Kutipan Halaman:
++++++

Indonesia dan Dunia Islam dewasa ini baru dalam taraf memperhatikan modal 
manusia yang unsur utamanya adalah pengetahuan (knowledge), ketrampilan  
(skill). Modal manusia yang dibutuhkan adalah wiraswasta, tenaga teknik dan 
manajer. Hanya saja pengembangan SDM ini membutuhkan waktu lama, karena itu 
perlu ditemukan bentuk-bentuk pendidikan yang lebih praktis misalnya sistem 
magang  sebagaimana dikembabgkan di Jerman sejak abad pertengahan. Pendidikan 
turun menurun, melalui keluarga memerlukan perhatian dan karena itu perlu 
mendapatkan perhatian pemerintah.

Modal yang dimiliki oleh umat Islam dewasa ini adalah modal natural dan dalam 
batas-batas tertentu, modal finansial. Dalam hal ini, perlu diperhatikan temuan 
De Soto yang mengatakan bahwa sebenarnya penduduk negara-negara sedang 
berkembang yang dianggap miskin itu sebenarnya sangat besar, tapi puso (idle).

++++++

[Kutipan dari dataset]
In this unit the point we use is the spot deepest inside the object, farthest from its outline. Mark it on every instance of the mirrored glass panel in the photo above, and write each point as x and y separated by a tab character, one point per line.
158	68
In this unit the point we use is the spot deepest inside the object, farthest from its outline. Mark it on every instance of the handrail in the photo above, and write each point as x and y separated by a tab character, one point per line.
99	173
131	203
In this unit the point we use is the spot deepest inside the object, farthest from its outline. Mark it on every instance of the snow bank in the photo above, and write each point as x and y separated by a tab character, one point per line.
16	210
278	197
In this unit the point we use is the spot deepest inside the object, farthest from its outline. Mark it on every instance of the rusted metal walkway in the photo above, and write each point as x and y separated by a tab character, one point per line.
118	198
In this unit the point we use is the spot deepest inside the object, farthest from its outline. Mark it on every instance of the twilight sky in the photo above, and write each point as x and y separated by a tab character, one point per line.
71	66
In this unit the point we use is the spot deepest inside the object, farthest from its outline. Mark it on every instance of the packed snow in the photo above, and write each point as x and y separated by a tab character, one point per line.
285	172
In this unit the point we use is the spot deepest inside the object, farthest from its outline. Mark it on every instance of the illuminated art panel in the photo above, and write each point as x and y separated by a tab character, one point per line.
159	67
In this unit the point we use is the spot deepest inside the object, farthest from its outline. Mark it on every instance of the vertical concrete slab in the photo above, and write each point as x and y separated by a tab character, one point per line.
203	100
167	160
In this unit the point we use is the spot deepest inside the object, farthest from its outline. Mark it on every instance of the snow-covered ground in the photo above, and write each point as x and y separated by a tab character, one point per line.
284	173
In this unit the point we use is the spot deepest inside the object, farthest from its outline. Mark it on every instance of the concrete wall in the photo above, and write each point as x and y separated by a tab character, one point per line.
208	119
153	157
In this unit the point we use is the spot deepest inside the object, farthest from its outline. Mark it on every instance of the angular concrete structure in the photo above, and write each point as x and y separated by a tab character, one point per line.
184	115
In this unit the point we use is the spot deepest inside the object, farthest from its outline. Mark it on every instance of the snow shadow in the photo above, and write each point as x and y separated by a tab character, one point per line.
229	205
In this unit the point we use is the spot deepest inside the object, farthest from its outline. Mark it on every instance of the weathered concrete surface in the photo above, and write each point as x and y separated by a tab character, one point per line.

++++++

Petunjuk:
A. Salin tanpa perubahan bagian kutipan halaman yang dimulai dengan kata-kata yang memuat "Indonesia dan Dunia" dan berakhir pada "mendapatkan perhatian pemerintah.".
B. Dalam kutipan halaman tentang modal manusia, sebutkan semua jenis modal manusia yang dinyatakan dibutuhkan.

Jawaban Latihan:
A.
Indonesia dan Dunia Islam dewasa ini baru dalam taraf memperhatikan modal 
manusia yang unsur utamanya adalah pengetahuan (knowledge), ketrampilan  
(skill). Modal manusia yang dibutuhkan adalah wiraswasta, tenaga teknik dan 
manajer. Hanya saja pengembangan SDM ini membutuhkan waktu lama, karena itu 
perlu ditemukan bentuk-bentuk pendidikan yang lebih praktis misalnya sistem 
magang  sebagaimana dikembabgkan di Jerman sejak abad pertengahan. Pendidikan 
turun menurun, melalui keluarga memerlukan perhatian dan karena itu perlu 
mendapatkan perhatian pemerintah.

B.
- wiraswasta
- tenaga teknik
- manajer